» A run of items
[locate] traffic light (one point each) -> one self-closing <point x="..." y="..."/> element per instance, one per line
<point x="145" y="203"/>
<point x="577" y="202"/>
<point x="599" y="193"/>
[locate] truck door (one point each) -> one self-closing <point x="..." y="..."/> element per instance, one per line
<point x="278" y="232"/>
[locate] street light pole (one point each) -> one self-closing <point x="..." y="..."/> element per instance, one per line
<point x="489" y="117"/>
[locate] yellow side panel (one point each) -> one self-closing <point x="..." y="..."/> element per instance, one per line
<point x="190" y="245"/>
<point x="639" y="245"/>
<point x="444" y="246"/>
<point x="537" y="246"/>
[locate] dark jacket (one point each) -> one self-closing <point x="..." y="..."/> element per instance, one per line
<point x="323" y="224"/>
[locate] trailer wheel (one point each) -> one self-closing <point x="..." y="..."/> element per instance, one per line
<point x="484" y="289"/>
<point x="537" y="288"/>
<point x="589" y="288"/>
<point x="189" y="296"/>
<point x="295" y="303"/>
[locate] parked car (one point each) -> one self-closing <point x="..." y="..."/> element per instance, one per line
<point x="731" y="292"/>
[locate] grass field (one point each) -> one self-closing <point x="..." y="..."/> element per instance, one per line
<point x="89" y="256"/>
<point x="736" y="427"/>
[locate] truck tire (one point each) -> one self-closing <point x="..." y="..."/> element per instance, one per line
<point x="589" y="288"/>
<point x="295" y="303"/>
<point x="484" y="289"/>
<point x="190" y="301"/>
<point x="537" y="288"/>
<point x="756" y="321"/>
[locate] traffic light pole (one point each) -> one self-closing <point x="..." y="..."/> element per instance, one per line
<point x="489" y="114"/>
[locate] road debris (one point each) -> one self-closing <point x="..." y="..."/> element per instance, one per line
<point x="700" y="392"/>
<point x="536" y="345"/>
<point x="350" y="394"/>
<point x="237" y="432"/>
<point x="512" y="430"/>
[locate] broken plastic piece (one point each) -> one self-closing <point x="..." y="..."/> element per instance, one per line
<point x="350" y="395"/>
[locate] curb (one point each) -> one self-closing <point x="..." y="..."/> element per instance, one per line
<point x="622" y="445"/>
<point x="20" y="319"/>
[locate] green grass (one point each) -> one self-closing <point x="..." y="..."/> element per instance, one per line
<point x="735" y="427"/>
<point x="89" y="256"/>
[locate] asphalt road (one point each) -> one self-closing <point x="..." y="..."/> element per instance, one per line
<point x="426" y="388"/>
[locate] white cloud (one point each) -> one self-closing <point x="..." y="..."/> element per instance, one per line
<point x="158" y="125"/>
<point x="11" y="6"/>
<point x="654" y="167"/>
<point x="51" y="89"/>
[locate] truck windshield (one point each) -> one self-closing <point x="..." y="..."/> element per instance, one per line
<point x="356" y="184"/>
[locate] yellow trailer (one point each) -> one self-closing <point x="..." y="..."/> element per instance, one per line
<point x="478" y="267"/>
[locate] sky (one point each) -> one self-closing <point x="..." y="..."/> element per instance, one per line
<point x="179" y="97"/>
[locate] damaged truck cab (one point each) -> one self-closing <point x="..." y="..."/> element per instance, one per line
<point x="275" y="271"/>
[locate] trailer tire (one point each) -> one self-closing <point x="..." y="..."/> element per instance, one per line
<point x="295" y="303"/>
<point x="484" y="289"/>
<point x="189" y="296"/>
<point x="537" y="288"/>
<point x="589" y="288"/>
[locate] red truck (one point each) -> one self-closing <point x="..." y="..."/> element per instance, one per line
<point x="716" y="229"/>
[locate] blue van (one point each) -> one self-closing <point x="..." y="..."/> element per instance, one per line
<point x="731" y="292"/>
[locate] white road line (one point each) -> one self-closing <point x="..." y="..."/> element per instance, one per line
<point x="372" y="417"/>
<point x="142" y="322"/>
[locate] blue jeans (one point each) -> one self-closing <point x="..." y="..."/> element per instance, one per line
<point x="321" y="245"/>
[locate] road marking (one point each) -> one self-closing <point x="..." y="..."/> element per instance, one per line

» EXERCISE PROMPT
Swap "road debris" for "road litter" throughout the items above, then write them all out again with nothing else changed.

» EXPECTED OUTPUT
[locate] traffic light (one point each) -> one self-closing <point x="..." y="..."/> element per instance, one per line
<point x="145" y="203"/>
<point x="577" y="202"/>
<point x="599" y="193"/>
[locate] truck door (one point each) -> one self-closing <point x="..." y="..."/> element per instance, one per line
<point x="278" y="232"/>
[locate] street light pole (one point each) -> one self-closing <point x="..." y="..."/> element per instance, one per line
<point x="489" y="117"/>
[locate] yellow side panel (one point each) -> one self-closing <point x="..." y="..."/> element per instance, one per line
<point x="190" y="245"/>
<point x="639" y="245"/>
<point x="444" y="246"/>
<point x="537" y="246"/>
[locate] dark jacket (one point each) -> one self-closing <point x="..." y="..."/> element per instance, one per line
<point x="323" y="224"/>
[locate] trailer wheel (one point each) -> one self-closing <point x="..." y="..."/> element per instance, one per line
<point x="484" y="289"/>
<point x="537" y="288"/>
<point x="589" y="288"/>
<point x="189" y="296"/>
<point x="295" y="303"/>
[locate] parked car (one point each) -> one self-closing <point x="..." y="..."/> element per instance, one per line
<point x="731" y="292"/>
[locate] grass field (one point each) -> one self-closing <point x="..." y="..."/> element per instance, one per line
<point x="89" y="256"/>
<point x="736" y="427"/>
[locate] truck tire (one point each) -> one self-closing <point x="..." y="..."/> element per instance, one per line
<point x="589" y="288"/>
<point x="295" y="303"/>
<point x="484" y="289"/>
<point x="190" y="301"/>
<point x="537" y="288"/>
<point x="756" y="321"/>
[locate] traffic light pole (one point each) -> one self-closing <point x="..." y="..."/> element per instance, one per line
<point x="489" y="114"/>
[locate] road litter (one point each) -> one self-closing <point x="..." y="..."/> element per instance, one per line
<point x="700" y="392"/>
<point x="536" y="345"/>
<point x="350" y="394"/>
<point x="237" y="432"/>
<point x="512" y="430"/>
[locate] broken plastic piece (one point each) -> one self-closing <point x="..." y="..."/> element per instance, one per line
<point x="350" y="395"/>
[locate] curb (one point each) -> one self-closing <point x="..." y="..."/> element per instance, one per line
<point x="622" y="445"/>
<point x="20" y="319"/>
[locate] green grass (one point each) -> one self-closing <point x="..." y="..."/> element per instance, one per line
<point x="735" y="427"/>
<point x="89" y="256"/>
[locate] asphalt road (one point each) -> one self-closing <point x="..." y="..."/> element per instance, one per line
<point x="426" y="388"/>
[locate] white cloud (one point each) -> one self-closing <point x="..." y="..."/> element per instance, one per line
<point x="158" y="125"/>
<point x="11" y="6"/>
<point x="654" y="167"/>
<point x="51" y="89"/>
[locate] truck windshield (one point each) -> one self-closing <point x="..." y="..."/> element per instance, one per line
<point x="356" y="184"/>
[locate] yellow trailer (one point each) -> one self-closing <point x="..." y="..."/> element per instance, one per line
<point x="478" y="267"/>
[locate] sky (one point each) -> one self-closing <point x="..." y="..."/> element per instance, one per line
<point x="179" y="97"/>
[locate] damaged truck cab (one point each) -> one self-closing <point x="..." y="..."/> element per instance, one per line
<point x="275" y="271"/>
[locate] trailer tire (one point each) -> one self-closing <point x="..." y="..."/> element per instance, one per line
<point x="295" y="303"/>
<point x="484" y="289"/>
<point x="189" y="296"/>
<point x="537" y="288"/>
<point x="589" y="288"/>
[locate] red truck (one point each) -> one self-closing <point x="..." y="..."/> element per instance, one per line
<point x="716" y="229"/>
[locate] blue van (one point each) -> one self-closing <point x="..." y="..."/> element per instance, one per line
<point x="731" y="292"/>
[locate] white road line (one point each) -> one self-closing <point x="..." y="..."/> element per instance, one per line
<point x="372" y="417"/>
<point x="142" y="322"/>
[locate] blue jeans (one point each) -> one self-closing <point x="..." y="..."/> element per instance, one per line
<point x="321" y="245"/>
[locate] road marking (one point each) -> one self-closing <point x="..." y="..."/> element per instance, one per line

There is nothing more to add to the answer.